EXERCISE DESCRIPTION =>
What follows are records. Restate all of them word for word.

****

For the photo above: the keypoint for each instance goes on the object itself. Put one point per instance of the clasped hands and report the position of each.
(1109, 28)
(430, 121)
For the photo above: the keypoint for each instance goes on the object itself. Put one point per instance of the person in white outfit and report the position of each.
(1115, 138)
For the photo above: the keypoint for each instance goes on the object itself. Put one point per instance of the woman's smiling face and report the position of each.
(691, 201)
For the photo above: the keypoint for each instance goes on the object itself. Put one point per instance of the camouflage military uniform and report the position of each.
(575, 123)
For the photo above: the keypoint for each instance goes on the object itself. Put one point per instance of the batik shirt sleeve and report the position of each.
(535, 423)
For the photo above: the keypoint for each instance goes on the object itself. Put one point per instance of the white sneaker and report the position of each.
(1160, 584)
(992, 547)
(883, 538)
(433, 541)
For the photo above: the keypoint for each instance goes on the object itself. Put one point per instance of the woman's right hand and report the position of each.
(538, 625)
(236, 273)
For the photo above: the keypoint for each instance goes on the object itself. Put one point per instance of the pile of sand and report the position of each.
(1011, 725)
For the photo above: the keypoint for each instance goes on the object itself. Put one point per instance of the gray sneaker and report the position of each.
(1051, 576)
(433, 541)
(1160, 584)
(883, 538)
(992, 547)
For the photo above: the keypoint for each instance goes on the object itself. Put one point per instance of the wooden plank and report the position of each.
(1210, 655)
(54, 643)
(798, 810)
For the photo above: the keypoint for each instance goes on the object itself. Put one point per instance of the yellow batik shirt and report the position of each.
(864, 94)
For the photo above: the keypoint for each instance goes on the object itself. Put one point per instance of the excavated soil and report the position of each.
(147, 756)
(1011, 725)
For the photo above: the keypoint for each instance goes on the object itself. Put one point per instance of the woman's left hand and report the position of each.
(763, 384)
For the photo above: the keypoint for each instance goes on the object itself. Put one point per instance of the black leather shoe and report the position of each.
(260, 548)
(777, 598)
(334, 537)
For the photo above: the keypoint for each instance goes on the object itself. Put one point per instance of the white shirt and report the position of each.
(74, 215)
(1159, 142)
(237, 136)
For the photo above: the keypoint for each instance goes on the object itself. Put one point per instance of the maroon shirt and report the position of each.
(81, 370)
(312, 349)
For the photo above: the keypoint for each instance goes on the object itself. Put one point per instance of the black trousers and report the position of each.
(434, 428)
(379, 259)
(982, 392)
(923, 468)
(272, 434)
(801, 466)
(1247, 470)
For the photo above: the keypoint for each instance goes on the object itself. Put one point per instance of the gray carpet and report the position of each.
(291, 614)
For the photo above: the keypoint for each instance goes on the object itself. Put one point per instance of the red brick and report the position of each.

****

TASK RESULT =>
For the photo above: the keypoint for each instance goes on the object itself. Put one point per instance of the clasped hands and report the position of each.
(1109, 28)
(430, 121)
For the photo above: the keypoint for each instance goes on the object itself. Put one point per instance of the person in white outfit and report the position of each.
(1115, 138)
For the photo above: the keypoint for each instance goes on the object itself. Put one point per instance of the woman's smiling face and report the position of each.
(691, 201)
For the photo above: the keypoint for each instance goes on the object itself. Put one point per instance of the camouflage military uniform and report the position of each.
(575, 123)
For the photo above: the keypoint for each instance goes on the object itself. Put one point per instance of the batik shirt sleeve and report the position of each.
(535, 423)
For the photo above: the keypoint for each instance goes on the object itself. Put one point per instance of the white sneaker and report the position of each.
(1160, 584)
(992, 547)
(883, 538)
(433, 541)
For the photo above: the keypoint for each instance goes on the object itself. Put one point per instance of the woman's right hand and report the position of each.
(538, 625)
(236, 273)
For the photo above: the keypoint for each instance goes on the object itself. Put one point per instance of the pile of sand and report the position of each.
(1011, 725)
For the photo above: the keypoint for each instance goes on the object itself. Put one point per instance of the gray sneaker and report the position of each.
(1051, 576)
(433, 541)
(1160, 584)
(883, 538)
(992, 547)
For the photo above: the keypoint for each instance goes on the object itself. Put one point per instance of the wooden plank and report the position of each.
(1210, 655)
(54, 643)
(798, 810)
For the photo above: the keypoint for each instance goes on the object itself. Put one point per instance of the yellow batik shirt and report the position of each.
(864, 94)
For the photo above: the keypoint for each instance goes on the object itself. Put one point per instance of the excavated soil and report the position of each.
(147, 756)
(1011, 725)
For the photo above: the keypoint for each instance goes on the object itself. Put one point per instance of the woman's left hand and report the position of each.
(763, 384)
For the photo above: the keypoint for each instance goes on the object itself. Put one point per instance of the black leather shoe and report the position of each.
(260, 548)
(777, 598)
(334, 537)
For the photo above: the keypoint for each instance goes on the object itself. Put one point per instance of the white shirt and report the position of each.
(74, 215)
(1159, 142)
(237, 136)
For the photo above: the keypoint for each instance goes on the object itself. Put one point per instance of the maroon shirt and report the position of each.
(81, 370)
(312, 349)
For the photo above: the keypoint for each instance goes on the object itself. Put one point per instance of the black trousers and report the position of each.
(434, 428)
(379, 259)
(982, 392)
(923, 468)
(272, 434)
(801, 466)
(1247, 470)
For the photo above: the keypoint for each instance goes on the object itself. Put one point per instance of the gray carpet and report the position of each.
(291, 614)
For the photo above: the keypoint for each instance goes on the object itself. Put one point per instance of the red brick and report the position of each.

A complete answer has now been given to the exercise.